Find each line below that includes the word "door", and copy all of those lines.

DATA FOR THIS TASK:
..........
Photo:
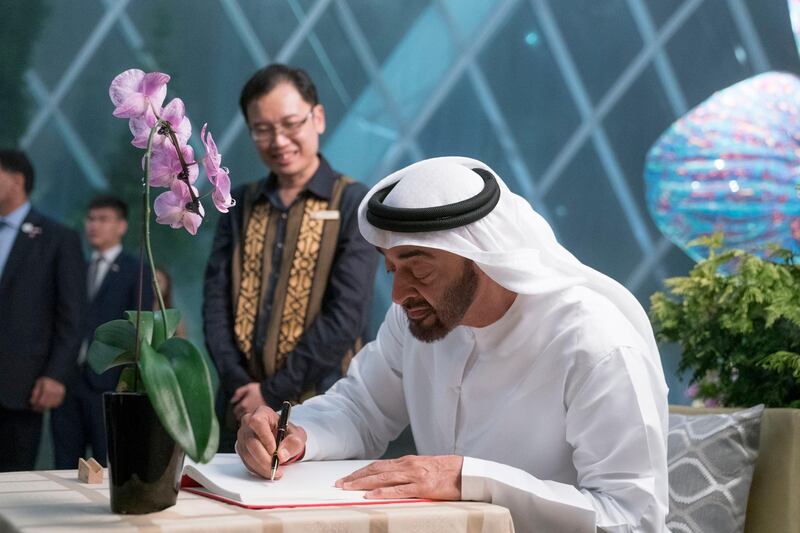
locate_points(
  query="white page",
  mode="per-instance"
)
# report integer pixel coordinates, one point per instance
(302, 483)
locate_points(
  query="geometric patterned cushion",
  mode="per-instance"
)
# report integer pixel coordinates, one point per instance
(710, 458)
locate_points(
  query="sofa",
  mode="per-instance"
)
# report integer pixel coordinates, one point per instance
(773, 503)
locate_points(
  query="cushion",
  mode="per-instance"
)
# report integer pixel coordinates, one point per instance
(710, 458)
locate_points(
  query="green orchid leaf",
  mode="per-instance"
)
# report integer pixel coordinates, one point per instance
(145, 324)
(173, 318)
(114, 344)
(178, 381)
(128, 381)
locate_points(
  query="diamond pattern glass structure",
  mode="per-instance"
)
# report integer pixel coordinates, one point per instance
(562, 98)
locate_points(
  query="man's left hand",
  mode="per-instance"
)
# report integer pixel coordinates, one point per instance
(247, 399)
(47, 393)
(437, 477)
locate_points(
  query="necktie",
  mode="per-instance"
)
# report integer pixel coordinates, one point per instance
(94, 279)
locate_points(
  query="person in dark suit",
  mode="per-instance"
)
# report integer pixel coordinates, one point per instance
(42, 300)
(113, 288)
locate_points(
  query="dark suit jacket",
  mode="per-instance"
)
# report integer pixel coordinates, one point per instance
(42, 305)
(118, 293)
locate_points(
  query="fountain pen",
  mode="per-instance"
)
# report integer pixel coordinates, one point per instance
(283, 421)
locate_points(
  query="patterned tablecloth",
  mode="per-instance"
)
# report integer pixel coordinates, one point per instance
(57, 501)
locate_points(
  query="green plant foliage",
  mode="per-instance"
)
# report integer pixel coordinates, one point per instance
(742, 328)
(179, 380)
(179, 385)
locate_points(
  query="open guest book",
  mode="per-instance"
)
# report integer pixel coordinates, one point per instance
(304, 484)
..........
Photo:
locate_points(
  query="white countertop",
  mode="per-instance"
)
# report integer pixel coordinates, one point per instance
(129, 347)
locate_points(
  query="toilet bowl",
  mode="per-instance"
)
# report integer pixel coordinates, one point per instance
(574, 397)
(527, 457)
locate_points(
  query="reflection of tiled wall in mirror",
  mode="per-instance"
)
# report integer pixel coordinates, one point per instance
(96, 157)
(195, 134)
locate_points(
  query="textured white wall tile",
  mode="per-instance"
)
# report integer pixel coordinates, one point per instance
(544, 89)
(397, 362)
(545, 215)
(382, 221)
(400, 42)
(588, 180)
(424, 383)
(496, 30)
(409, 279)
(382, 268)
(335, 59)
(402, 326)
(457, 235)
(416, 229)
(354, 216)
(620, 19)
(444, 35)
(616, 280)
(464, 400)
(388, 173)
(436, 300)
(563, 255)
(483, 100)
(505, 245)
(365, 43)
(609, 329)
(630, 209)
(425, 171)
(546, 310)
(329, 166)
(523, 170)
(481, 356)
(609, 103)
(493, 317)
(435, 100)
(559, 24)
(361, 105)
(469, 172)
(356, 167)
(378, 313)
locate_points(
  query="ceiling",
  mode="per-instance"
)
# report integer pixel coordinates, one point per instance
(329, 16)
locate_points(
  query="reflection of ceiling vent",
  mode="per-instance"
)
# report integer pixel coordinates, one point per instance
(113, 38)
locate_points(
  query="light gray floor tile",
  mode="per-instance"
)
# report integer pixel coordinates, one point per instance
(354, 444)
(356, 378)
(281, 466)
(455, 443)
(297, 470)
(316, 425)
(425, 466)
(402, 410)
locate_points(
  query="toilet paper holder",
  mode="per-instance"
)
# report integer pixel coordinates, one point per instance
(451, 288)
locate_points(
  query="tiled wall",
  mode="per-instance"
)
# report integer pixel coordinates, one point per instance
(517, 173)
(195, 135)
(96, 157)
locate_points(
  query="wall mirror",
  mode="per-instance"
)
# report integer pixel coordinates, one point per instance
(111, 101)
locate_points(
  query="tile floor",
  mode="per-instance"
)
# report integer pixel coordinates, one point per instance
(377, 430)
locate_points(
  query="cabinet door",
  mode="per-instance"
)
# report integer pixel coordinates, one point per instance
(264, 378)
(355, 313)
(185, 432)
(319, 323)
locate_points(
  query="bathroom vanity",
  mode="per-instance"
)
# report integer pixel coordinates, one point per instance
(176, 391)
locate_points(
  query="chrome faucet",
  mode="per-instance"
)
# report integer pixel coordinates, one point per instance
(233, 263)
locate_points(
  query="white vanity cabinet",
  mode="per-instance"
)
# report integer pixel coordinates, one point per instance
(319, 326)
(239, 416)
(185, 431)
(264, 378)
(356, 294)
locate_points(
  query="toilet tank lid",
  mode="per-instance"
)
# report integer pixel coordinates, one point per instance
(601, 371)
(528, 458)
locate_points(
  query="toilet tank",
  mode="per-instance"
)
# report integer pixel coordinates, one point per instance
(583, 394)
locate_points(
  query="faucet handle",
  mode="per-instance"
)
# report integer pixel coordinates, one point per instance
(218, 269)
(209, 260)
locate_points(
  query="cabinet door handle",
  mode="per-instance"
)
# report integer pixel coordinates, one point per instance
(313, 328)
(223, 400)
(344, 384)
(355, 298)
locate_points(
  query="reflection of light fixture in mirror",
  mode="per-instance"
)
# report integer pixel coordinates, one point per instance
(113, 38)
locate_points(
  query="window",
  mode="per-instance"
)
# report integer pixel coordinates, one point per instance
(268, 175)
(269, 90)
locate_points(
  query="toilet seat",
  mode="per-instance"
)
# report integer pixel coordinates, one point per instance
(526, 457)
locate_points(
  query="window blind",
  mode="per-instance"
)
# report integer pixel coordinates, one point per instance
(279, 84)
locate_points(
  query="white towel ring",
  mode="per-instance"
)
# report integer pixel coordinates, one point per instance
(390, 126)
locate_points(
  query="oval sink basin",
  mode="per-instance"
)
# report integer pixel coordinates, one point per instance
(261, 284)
..........
SOLUTION:
  query="cabinet door",
  query="cabinet door handle",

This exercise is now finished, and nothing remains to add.